◆ Stated task
Can you lay out the material below as a Markdown table with the columns Row and Line, starting at the line that has "Confirm that each instance of the jacket lapel" and stopping after the line that has "Target: jacket sleeve", with blank lines left out?

◆ Given data
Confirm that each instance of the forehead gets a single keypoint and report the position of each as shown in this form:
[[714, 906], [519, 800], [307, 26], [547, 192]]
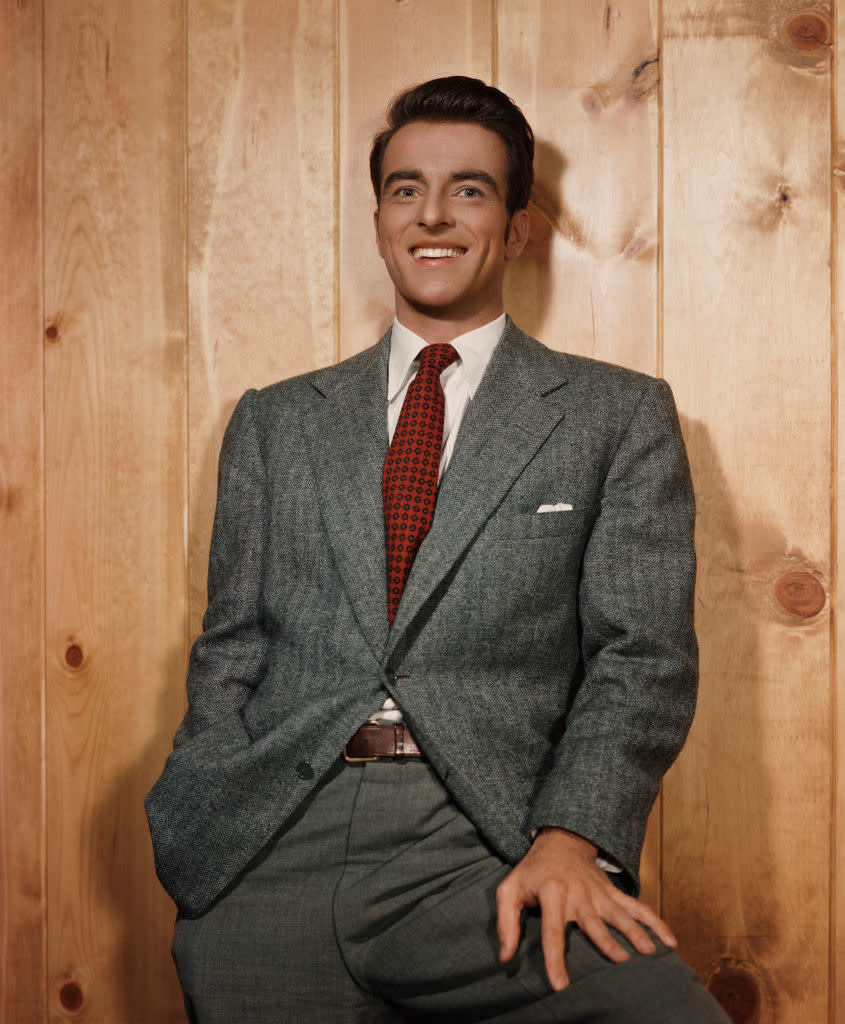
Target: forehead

--

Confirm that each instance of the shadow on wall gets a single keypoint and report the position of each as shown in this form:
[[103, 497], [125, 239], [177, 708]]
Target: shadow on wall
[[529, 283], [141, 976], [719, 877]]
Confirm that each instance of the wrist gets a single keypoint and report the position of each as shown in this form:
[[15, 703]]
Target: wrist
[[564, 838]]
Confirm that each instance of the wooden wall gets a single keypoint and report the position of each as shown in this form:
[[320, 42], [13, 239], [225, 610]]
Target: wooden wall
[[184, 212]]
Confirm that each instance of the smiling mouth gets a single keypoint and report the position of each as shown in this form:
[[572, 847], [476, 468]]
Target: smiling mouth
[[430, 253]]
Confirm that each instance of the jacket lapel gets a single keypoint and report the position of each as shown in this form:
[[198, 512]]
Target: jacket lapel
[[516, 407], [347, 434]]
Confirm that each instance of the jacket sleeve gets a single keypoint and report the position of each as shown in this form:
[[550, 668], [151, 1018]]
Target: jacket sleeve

◆ Reply to the task
| Row | Line |
|---|---|
| 1 | Confirm that each instance of the jacket lapel gets a single keypoint and report the position of each as shown in this form: |
| 2 | [[198, 512]] |
| 3 | Target: jacket lapel |
| 4 | [[516, 407], [347, 434]] |
| 5 | Confirm that each instance of the jacket sleeve gets a single keypoint and report the position of each as shown in this form: |
| 6 | [[550, 668], [151, 1018]] |
| 7 | Target: jacket sleeve |